● Request 1: How many rows below contain the string "road"? Reply with the number alone.

But the United States Supreme Court went on to say this at page 2137:
"If a police officer lawfully pats down a suspect's outer clothing and feels an object whose contour or mass makes its identity immediately apparent, there has been no invasion of the suspect's privacy beyond that already authorized by the officer's search for weapons; if the object is contraband, its warrantless seizure would be justified by the same practical considerations that inhere in the plain view context."
(Underlining provided.)
Is a small matchbox capable of being immediately recognized as something containing illegal contraband? Not in the hands of the Marlboro man or Humphrey Bogart lighting a cigarette; however, in the pocket of a drug-selling suspect flagging down cars at night in an area known for illegal drug trafficking, a small matchbox can be immediately recognized, by feel, for what it almost surely is, a depository for crack cocaine.
Accordingly, we would affirm the district court judgment denying Stevens' motion to suppress.
AFFIRMED.
CANNELLA, Judge, dissenting.
Seizure of an object, other than a weapon, in a patdown search from defendant's pocket, is permitted only if the object feels like contraband. Minnesota v. Dickerson, 508 U.S. 366, 113 S. Ct. 2130, 124 L. Ed. 2d 334 (1993). A matchbox is not contraband. Further, the feel of a matchbox is not immediately identifiable as contraband in a patdown search. See: State v. Parker, 622 So. 2d 791, 795 (La.App. 4th Cir.1993), writ denied, 627 So. 2d 660 (La.1993). Accordingly, I would reverse the denial of the motion to suppress and vacate the guilty plea.

● Provided data:
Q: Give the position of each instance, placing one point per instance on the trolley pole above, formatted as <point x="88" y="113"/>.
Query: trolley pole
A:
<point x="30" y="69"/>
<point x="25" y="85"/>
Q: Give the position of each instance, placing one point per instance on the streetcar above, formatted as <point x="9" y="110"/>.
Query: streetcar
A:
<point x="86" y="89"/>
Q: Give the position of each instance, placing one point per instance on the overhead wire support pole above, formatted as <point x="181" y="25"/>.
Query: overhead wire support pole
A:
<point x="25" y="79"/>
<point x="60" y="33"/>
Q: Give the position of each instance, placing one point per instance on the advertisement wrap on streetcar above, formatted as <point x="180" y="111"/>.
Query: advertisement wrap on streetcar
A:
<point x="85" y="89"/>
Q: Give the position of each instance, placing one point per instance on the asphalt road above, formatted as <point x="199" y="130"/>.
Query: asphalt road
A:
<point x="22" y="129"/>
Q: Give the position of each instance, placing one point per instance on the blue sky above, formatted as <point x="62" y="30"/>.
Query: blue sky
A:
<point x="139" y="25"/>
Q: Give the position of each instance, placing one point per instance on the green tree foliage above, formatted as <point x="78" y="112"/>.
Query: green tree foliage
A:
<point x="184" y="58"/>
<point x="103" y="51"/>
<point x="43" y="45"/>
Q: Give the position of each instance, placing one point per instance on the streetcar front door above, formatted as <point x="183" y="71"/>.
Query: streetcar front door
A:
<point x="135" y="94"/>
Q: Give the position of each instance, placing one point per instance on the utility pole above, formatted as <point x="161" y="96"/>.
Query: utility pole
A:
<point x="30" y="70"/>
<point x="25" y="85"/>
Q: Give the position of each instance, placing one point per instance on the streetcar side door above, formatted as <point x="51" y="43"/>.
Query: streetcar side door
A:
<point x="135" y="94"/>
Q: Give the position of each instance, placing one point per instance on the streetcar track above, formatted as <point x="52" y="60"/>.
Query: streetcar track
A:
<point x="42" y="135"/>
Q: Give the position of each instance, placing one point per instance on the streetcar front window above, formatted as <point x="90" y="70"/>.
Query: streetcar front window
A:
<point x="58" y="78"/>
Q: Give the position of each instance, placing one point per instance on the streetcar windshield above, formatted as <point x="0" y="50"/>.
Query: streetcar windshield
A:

● Request 2: Render this sentence from the court opinion above into Spanish: "Further, the feel of a matchbox is not immediately identifiable as contraband in a patdown search."

● Full response 1: 2

● Full response 2: Además, al tacto, una caja de fósforos no es identificable de inmediato como contrabando en un cacheo.